Supplied material:

══════

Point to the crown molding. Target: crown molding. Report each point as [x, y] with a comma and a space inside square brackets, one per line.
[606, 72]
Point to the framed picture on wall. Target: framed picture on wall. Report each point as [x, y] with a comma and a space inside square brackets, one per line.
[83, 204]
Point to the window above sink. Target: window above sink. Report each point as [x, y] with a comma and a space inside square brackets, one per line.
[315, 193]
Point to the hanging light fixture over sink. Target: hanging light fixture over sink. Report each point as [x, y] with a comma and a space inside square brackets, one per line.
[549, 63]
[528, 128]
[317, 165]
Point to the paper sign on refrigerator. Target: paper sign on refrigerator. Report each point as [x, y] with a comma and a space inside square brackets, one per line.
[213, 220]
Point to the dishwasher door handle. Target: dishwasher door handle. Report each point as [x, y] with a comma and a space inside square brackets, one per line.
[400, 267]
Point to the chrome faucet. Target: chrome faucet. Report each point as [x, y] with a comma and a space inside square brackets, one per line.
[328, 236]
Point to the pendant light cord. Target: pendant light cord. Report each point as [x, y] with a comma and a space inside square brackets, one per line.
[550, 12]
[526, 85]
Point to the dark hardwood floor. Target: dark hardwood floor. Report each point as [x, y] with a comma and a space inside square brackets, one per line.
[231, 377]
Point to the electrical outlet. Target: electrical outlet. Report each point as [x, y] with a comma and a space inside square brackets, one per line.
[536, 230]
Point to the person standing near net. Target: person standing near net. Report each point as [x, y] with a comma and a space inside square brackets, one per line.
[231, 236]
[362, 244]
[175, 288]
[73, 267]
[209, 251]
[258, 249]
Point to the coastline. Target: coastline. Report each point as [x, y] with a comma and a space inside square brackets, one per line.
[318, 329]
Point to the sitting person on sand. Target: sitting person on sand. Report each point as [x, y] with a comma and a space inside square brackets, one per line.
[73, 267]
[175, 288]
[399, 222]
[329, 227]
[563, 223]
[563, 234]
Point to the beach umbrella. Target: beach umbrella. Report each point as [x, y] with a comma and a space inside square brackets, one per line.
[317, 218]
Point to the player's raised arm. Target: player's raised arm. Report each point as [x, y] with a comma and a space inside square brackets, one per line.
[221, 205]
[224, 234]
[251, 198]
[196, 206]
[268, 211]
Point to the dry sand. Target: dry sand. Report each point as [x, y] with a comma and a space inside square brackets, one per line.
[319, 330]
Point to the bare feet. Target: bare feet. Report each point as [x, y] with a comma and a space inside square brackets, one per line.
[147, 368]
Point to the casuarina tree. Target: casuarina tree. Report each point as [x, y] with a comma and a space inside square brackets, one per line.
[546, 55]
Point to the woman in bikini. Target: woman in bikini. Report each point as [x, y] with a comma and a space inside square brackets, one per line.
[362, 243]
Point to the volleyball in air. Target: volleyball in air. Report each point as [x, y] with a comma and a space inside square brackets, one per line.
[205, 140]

══════

Set exercise:
In every one of the records above, swap "Point to the" for "Mark the" and write the lines out again, leaving everything else untouched.

Complete response:
Mark the crown molding. Target: crown molding. Report each point as [x, y] with a comma and a space inside square brackets, one per line.
[606, 72]
Mark the framed picture on wall. Target: framed picture on wall. Report each point as [x, y] with a comma and a space inside square brackets, one per line.
[83, 204]
Mark the window above sink. Target: window above sink. Report each point as [x, y] with a comma and a space inside square brackets, one per line.
[315, 193]
Mark the hanging light fixture over sink. Target: hanging light fixture over sink. Report each point as [x, y] with a comma and a space inside square brackets, one per line.
[549, 63]
[528, 128]
[317, 165]
Mark the paper sign on refrigerator. Target: paper sign on refrigerator. Report each point as [x, y] with a comma and a space inside square brackets, one per line.
[213, 220]
Mark the dishwasher door handle. Target: dishwasher door handle. Report each point as [x, y] with a comma and a space inside square brackets, one per line.
[400, 267]
Mark the chrome faucet. Target: chrome faucet. Report each point as [x, y] with a comma and a space inside square brackets, one per line.
[328, 236]
Mark the pendant light cord. Target: pendant light cord. Report each point as [x, y] with a comma and a space inside square brackets, one per line.
[550, 12]
[526, 85]
Mark the dark hardwood floor. Target: dark hardwood floor. Report each point as [x, y] with a comma and a space inside square brackets, one per line.
[231, 377]
Mark the electrical outlet. Target: electrical outlet. Report each point as [x, y] with a comma and a space inside square brackets, one per line.
[536, 230]
Mark the person standing near net. Target: person standing near net. Report each point as [x, y] with a comma and a space inside square brackets, one per line.
[231, 236]
[362, 244]
[175, 288]
[73, 267]
[209, 251]
[258, 249]
Mark the coastline. Target: coastline. Report each point as [x, y] with a comma and a space inside square brackets, one per line.
[318, 329]
Mark the sitting person on sand. Target: sitting person on sand. Report each point as [x, y] with a comma and a space inside square brackets, one per line.
[73, 267]
[175, 288]
[399, 222]
[329, 227]
[563, 223]
[563, 234]
Mark the beach umbrella. Target: beach umbrella. Report each point as [x, y] with a comma and a space inside square brackets, one per line.
[317, 218]
Mark the player's raised arm. Target: player's raised arm. Report each point as [x, y] with a comma and a space inside square brackets, one per line.
[221, 205]
[224, 234]
[251, 198]
[196, 206]
[268, 211]
Mark the dry sand. Target: dry sand. Report each point as [x, y] with a comma and a space inside square brackets, one per line.
[319, 330]
Mark the bare feet. Target: bare feet. Report each point as [x, y] with a comma and a space inside square brackets, one per line.
[147, 368]
Mark the casuarina tree. Target: casuarina tree. Report each point as [x, y] with a comma and a space inside square brackets, one per line.
[546, 55]
Mark the woman in bikini. Target: woman in bikini. Report each point as [x, y] with a comma and a space inside square brackets, one per line.
[362, 243]
Mark the volleyball in air. Target: volleyball in air. Report each point as [x, y] with a comma and a space inside square brackets, one per line.
[205, 140]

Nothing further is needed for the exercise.